→ PROBLEM REQUIREMENTS
I need the lines below from the one with "positive clicks: (854, 138)" down to the one with "47L821 193L837 205L857" reproduced exactly, both ends included, and nothing else.

→ EXTRACTED RECORDS
────────────────────────────────────────
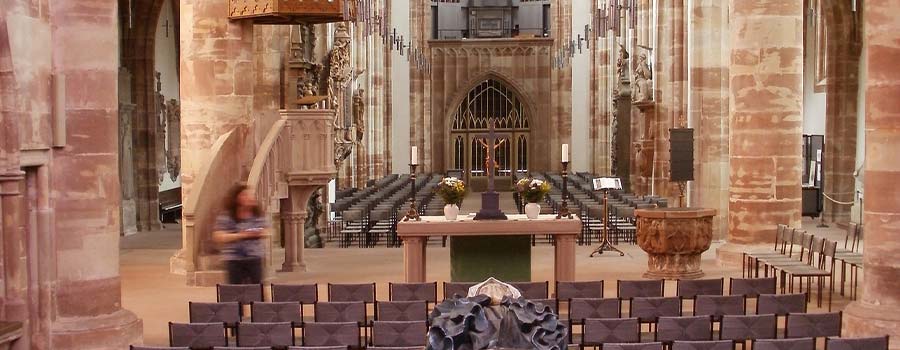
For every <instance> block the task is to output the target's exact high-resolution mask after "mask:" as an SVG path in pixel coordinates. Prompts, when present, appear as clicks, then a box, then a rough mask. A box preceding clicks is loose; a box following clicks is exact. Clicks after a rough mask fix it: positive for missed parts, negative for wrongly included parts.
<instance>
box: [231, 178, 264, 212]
mask: <svg viewBox="0 0 900 350" xmlns="http://www.w3.org/2000/svg"><path fill="white" fill-rule="evenodd" d="M249 188H250V186H247V185H246V184H243V183H239V184H236V185H234V186H232V187H231V189H230V190H228V195H226V196H225V211H226V212H227V213H228V215H229V216H231V218H232V219H234V220H235V221H237V220H238V217H237V210H238V207H239V206H240V205H239V204H238V196H240V195H241V192H244V191H246V190H247V189H249ZM253 215H255V216H256V217H261V216H262V210H261V209H260V208H259V205H258V204H257V205H254V206H253Z"/></svg>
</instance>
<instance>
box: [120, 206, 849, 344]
mask: <svg viewBox="0 0 900 350" xmlns="http://www.w3.org/2000/svg"><path fill="white" fill-rule="evenodd" d="M470 197H472V195H470ZM479 199H480V198H469V199H467V201H466V202H465V203H464V204H465V205H464V207H463V212H464V213H465V212H467V211H466V210H470V211H474V210H472V209H471V208H477V207H478V205H477V204H478V203H479ZM511 203H512V202H511V199H509V200H504V207H506V208H509V207H510V206H511ZM815 226H816V222H812V221H805V222H804V227H806V228H808V229H809V230H810V231H814V233H815V234H819V235H826V236H828V237H829V238H831V239H838V240H839V241H840V242H843V237H844V235H843V232H842V231H840V230H839V229H837V228H828V229H819V228H816V227H815ZM180 240H181V238H180V235H179V233H178V231H177V230H172V229H169V230H165V231H160V232H145V233H139V234H135V235H131V236H128V237H124V238H123V239H122V244H121V245H122V249H121V277H122V304H123V307H125V308H126V309H128V310H131V311H133V312H134V313H135V314H137V316H138V317H140V318H141V319H143V321H144V341H145V343H146V344H149V345H167V344H166V343H167V342H168V335H167V334H168V333H167V332H168V331H167V323H168V322H169V321H174V322H187V321H188V308H187V304H188V301H215V300H216V294H215V288H214V287H188V286H186V285H185V283H184V276H179V275H173V274H170V273H169V258H170V257H171V256H172V255H173V254H174V253H175V251H176V250H177V249H178V248H179V247H180ZM720 244H721V242H715V243H713V246H712V247H711V248H710V250H709V251H707V252H706V253H705V254H704V255H703V257H702V268H703V270H704V271H705V272H706V274H707V277H735V276H737V277H739V276H740V268H739V267H737V268H734V267H722V266H719V265H718V264H717V262H716V259H715V249H716V247H717V246H718V245H720ZM619 248H620V249H622V250H623V251H624V252H625V253H626V255H625V256H624V257H620V256H618V255H617V254H615V255H608V253H607V254H604V255H603V256H601V257H596V258H590V257H588V255H589V254H590V252H591V251H592V250H593V246H578V247H577V250H576V253H577V256H576V269H577V270H576V271H577V273H576V278H577V279H579V280H598V279H602V280H606V281H608V282H607V284H606V291H605V292H606V293H605V294H606V295H613V296H614V295H615V288H616V287H615V286H616V284H615V281H616V280H617V279H639V278H641V275H642V273H643V272H644V270H645V269H646V264H647V256H646V254H645V253H644V252H643V251H642V250H641V249H640V248H639V247H638V246H636V245H628V244H625V245H620V246H619ZM280 258H281V254H278V255H277V256H276V257H275V259H274V260H275V261H279V260H278V259H280ZM532 259H533V260H532V266H533V267H532V278H533V279H534V280H548V279H550V278H552V273H553V272H552V268H553V250H552V247H551V246H549V245H546V244H544V245H538V246H537V247H535V248H534V249H532ZM305 260H306V264H307V271H306V272H293V273H278V274H275V275H274V276H269V277H270V279H271V280H272V281H275V282H307V283H308V282H317V283H319V284H320V286H322V287H321V288H320V290H319V293H320V299H322V300H325V291H326V288H325V284H326V283H329V282H333V283H340V282H345V283H358V282H377V283H378V285H377V288H378V290H377V294H378V299H387V283H388V282H391V281H401V279H402V275H403V266H402V261H403V254H402V251H401V250H400V249H397V248H368V249H365V248H347V249H341V248H324V249H308V250H306V259H305ZM449 276H450V266H449V249H448V248H442V247H440V246H430V247H429V248H428V279H429V280H436V281H445V280H447V279H448V278H449ZM674 288H675V283H667V292H666V293H667V295H674ZM848 302H849V300H848V299H847V298H844V297H840V296H837V295H836V296H835V302H834V306H835V310H841V309H843V307H844V306H845V305H846V304H847V303H848ZM814 305H815V304H811V306H810V307H811V308H813V307H814Z"/></svg>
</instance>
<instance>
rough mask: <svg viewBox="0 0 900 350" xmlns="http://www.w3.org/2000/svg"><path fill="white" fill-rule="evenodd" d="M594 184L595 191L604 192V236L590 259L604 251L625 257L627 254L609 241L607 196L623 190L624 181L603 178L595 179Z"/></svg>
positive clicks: (603, 208) (603, 218)
mask: <svg viewBox="0 0 900 350" xmlns="http://www.w3.org/2000/svg"><path fill="white" fill-rule="evenodd" d="M593 184H594V191H603V234H602V235H601V238H600V246H599V247H597V249H594V251H593V252H591V255H590V257H592V258H593V257H594V255H596V254H603V252H604V251H607V252H618V253H619V256H625V253H623V252H622V251H621V250H619V249H618V248H616V247H614V246H613V245H612V243H611V242H610V241H609V232H608V231H609V211H608V208H607V195H608V193H609V190H621V189H622V179H619V178H617V177H601V178H596V179H594V180H593Z"/></svg>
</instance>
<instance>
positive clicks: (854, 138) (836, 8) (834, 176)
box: [822, 1, 862, 224]
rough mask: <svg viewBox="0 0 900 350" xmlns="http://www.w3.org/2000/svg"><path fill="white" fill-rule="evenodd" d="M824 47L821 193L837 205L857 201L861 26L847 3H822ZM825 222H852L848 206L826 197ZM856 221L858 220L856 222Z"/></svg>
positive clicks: (840, 2) (849, 4)
mask: <svg viewBox="0 0 900 350" xmlns="http://www.w3.org/2000/svg"><path fill="white" fill-rule="evenodd" d="M829 3H830V5H831V6H827V5H826V7H823V12H824V13H823V14H822V15H823V16H825V17H826V19H825V24H826V25H827V26H828V32H827V35H828V45H826V50H827V55H826V58H825V60H826V62H825V64H826V66H827V68H826V79H827V85H826V88H825V89H826V97H825V149H824V153H825V154H824V155H823V157H824V158H825V159H824V163H825V164H824V167H825V169H824V171H823V173H824V176H825V179H824V180H825V182H824V192H825V194H826V195H828V196H829V197H831V198H833V199H834V200H836V201H840V202H851V203H852V202H853V201H854V199H855V198H856V193H855V192H856V179H855V178H854V176H853V173H854V172H855V171H856V148H857V147H856V131H857V128H856V124H857V123H856V121H857V117H858V116H857V105H858V93H859V59H860V53H861V51H862V38H861V36H862V25H861V24H858V22H857V21H856V19H855V18H854V17H855V16H857V15H858V12H854V11H853V9H852V7H851V6H852V4H851V3H850V2H848V1H832V2H827V1H826V2H825V3H824V4H829ZM824 204H825V206H824V215H825V219H826V220H827V221H830V222H834V223H842V224H843V223H847V222H849V221H851V218H850V205H848V204H841V203H835V202H832V201H831V200H829V199H828V198H825V203H824ZM856 220H857V221H858V220H859V219H858V218H857V219H856Z"/></svg>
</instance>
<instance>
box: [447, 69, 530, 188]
mask: <svg viewBox="0 0 900 350" xmlns="http://www.w3.org/2000/svg"><path fill="white" fill-rule="evenodd" d="M491 122H494V123H496V124H495V129H496V132H497V133H498V138H497V142H498V143H499V142H501V141H503V144H501V145H500V146H499V147H497V148H496V149H495V150H494V159H495V161H496V163H497V167H496V169H494V175H495V176H511V175H512V173H513V172H514V171H515V172H519V173H527V172H528V137H529V120H528V113H527V110H526V108H525V106H524V103H523V102H522V101H521V100H520V97H519V96H518V95H517V94H516V93H515V91H513V90H512V89H510V88H509V87H508V86H506V85H505V84H503V83H502V82H500V81H498V80H494V79H487V80H484V81H482V82H481V83H479V84H478V85H476V86H475V87H474V88H472V89H471V90H470V91H469V92H468V94H466V96H465V97H464V98H463V100H462V101H461V102H460V104H459V106H457V110H456V113H455V114H454V116H453V120H452V122H451V131H450V133H451V137H450V140H452V141H451V142H452V163H451V164H453V166H454V167H455V168H456V169H460V170H463V171H464V173H465V174H466V175H467V176H473V177H478V176H486V175H487V171H488V169H485V156H486V152H487V151H486V150H485V147H484V145H482V143H481V141H484V139H483V134H486V133H487V132H488V129H489V125H490V123H491Z"/></svg>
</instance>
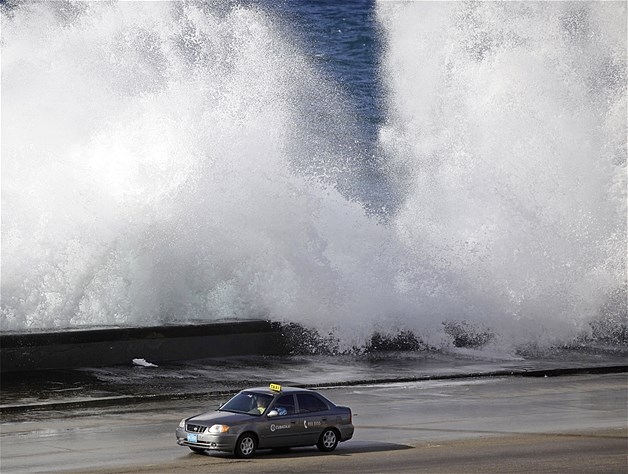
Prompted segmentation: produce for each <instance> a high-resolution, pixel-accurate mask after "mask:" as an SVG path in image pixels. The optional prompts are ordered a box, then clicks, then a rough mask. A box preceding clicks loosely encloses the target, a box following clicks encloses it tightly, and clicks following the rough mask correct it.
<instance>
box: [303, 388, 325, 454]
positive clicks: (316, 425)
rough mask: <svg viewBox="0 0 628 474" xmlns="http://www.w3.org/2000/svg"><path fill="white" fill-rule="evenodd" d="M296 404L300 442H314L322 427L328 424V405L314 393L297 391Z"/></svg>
mask: <svg viewBox="0 0 628 474" xmlns="http://www.w3.org/2000/svg"><path fill="white" fill-rule="evenodd" d="M297 406H298V411H299V423H300V427H299V429H300V432H301V439H302V443H303V444H306V445H310V444H316V443H317V442H318V439H319V437H320V435H321V433H322V431H323V428H325V427H326V426H329V423H328V418H329V417H330V413H331V411H330V407H329V406H328V405H327V403H326V402H325V401H324V400H323V399H322V398H321V397H318V396H317V395H316V394H314V393H298V394H297Z"/></svg>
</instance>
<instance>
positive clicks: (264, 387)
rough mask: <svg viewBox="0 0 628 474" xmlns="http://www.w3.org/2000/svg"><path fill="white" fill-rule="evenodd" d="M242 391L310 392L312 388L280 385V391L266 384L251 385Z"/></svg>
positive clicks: (283, 392)
mask: <svg viewBox="0 0 628 474" xmlns="http://www.w3.org/2000/svg"><path fill="white" fill-rule="evenodd" d="M242 391H243V392H260V393H267V394H269V395H277V394H280V393H284V394H285V393H312V392H313V390H308V389H307V388H299V387H285V386H283V385H282V386H281V391H276V390H271V389H270V388H269V387H268V386H266V387H252V388H246V389H244V390H242Z"/></svg>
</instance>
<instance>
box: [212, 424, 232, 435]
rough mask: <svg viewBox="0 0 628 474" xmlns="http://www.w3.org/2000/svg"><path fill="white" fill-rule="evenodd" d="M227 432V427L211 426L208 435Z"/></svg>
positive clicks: (227, 427)
mask: <svg viewBox="0 0 628 474" xmlns="http://www.w3.org/2000/svg"><path fill="white" fill-rule="evenodd" d="M227 431H229V427H228V426H227V425H212V427H211V428H210V429H209V432H210V433H226V432H227Z"/></svg>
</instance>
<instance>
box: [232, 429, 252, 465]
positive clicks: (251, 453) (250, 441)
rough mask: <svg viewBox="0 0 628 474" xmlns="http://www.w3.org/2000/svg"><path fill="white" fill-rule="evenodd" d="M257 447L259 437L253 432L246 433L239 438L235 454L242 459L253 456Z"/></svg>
mask: <svg viewBox="0 0 628 474" xmlns="http://www.w3.org/2000/svg"><path fill="white" fill-rule="evenodd" d="M256 448H257V439H256V438H255V436H254V435H253V434H251V433H244V434H243V435H242V436H240V437H239V438H238V442H237V443H236V449H235V455H236V457H239V458H241V459H247V458H251V457H253V455H254V454H255V449H256Z"/></svg>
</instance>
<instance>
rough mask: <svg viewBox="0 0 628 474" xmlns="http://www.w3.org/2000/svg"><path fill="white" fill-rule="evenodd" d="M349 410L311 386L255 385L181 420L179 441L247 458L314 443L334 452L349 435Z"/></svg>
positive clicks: (352, 430)
mask: <svg viewBox="0 0 628 474" xmlns="http://www.w3.org/2000/svg"><path fill="white" fill-rule="evenodd" d="M353 430H354V427H353V424H352V414H351V409H350V408H348V407H343V406H337V405H335V404H333V403H332V402H330V401H329V400H328V399H327V398H325V397H323V396H322V395H321V394H319V393H317V392H314V391H313V390H306V389H302V388H295V387H281V386H280V385H277V384H270V387H258V388H250V389H247V390H242V391H241V392H240V393H238V394H237V395H236V396H234V397H233V398H232V399H231V400H229V401H228V402H227V403H225V404H224V405H221V406H220V408H218V410H215V411H211V412H207V413H203V414H201V415H196V416H193V417H191V418H185V419H183V420H181V423H179V427H178V428H177V431H176V434H177V443H178V444H179V445H181V446H187V447H189V448H190V449H191V450H192V451H194V452H199V453H200V452H204V451H206V450H214V451H227V452H233V453H234V454H235V455H236V456H237V457H240V458H250V457H251V456H253V455H254V454H255V450H256V449H265V448H271V449H272V448H287V447H296V446H312V445H316V446H317V447H318V449H319V450H321V451H333V450H334V449H336V446H337V445H338V443H339V442H341V441H346V440H348V439H351V437H352V436H353Z"/></svg>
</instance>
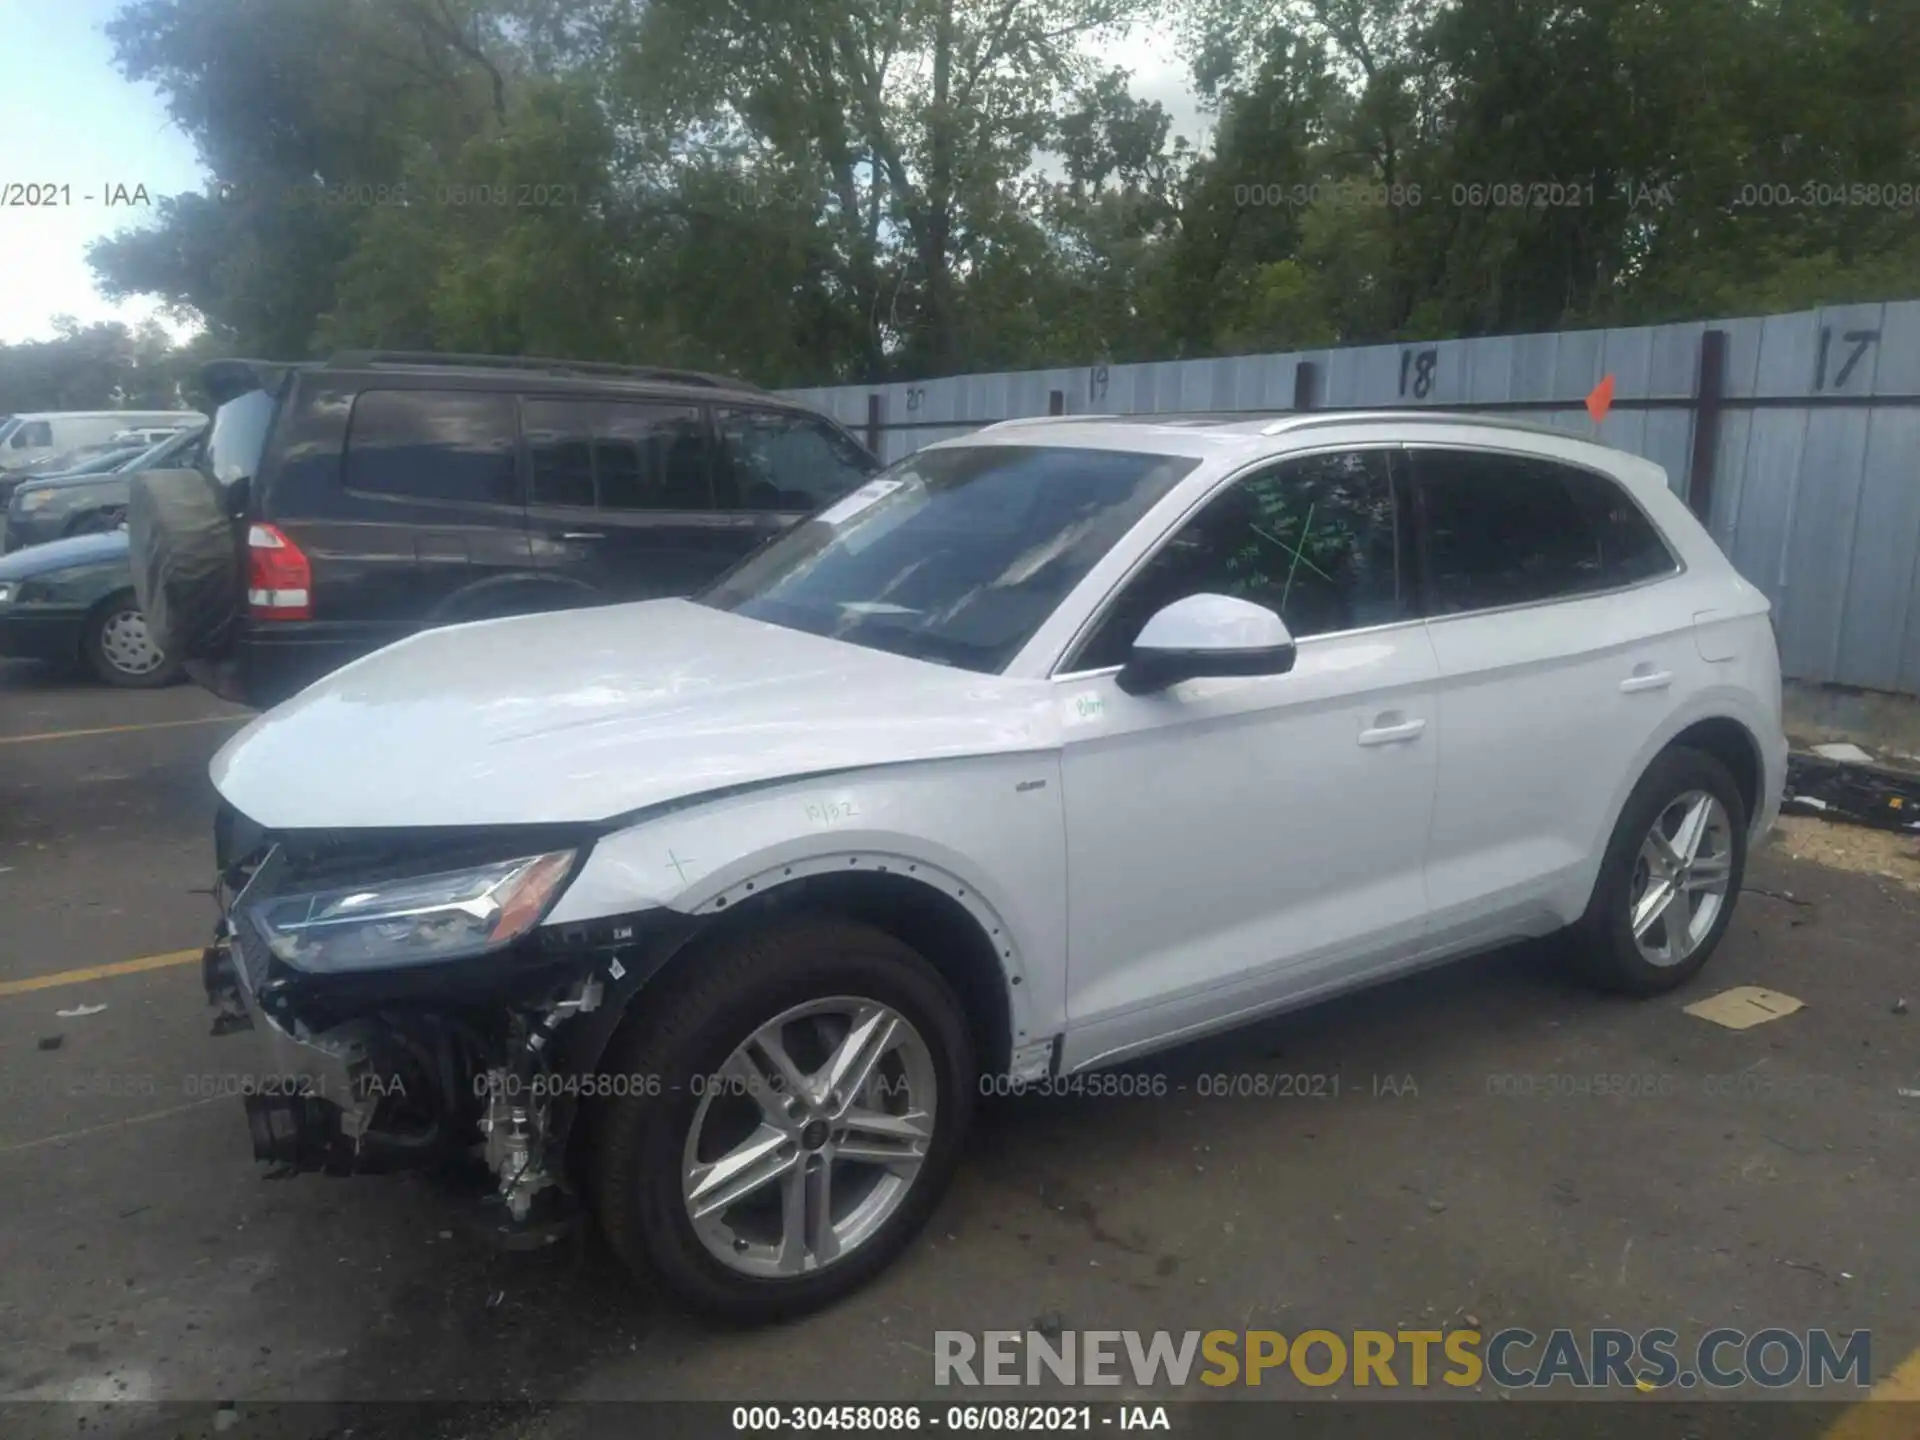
────────────────────────────────────────
→ SOLUTION TO THIS EXERCISE
positive clicks: (854, 138) (836, 8) (834, 176)
box: [822, 1, 862, 224]
rough mask: <svg viewBox="0 0 900 350" xmlns="http://www.w3.org/2000/svg"><path fill="white" fill-rule="evenodd" d="M824 47L821 193L837 205L857 201L861 26L847 3H822ZM825 222H852L848 206L826 197ZM856 221L858 220L856 222Z"/></svg>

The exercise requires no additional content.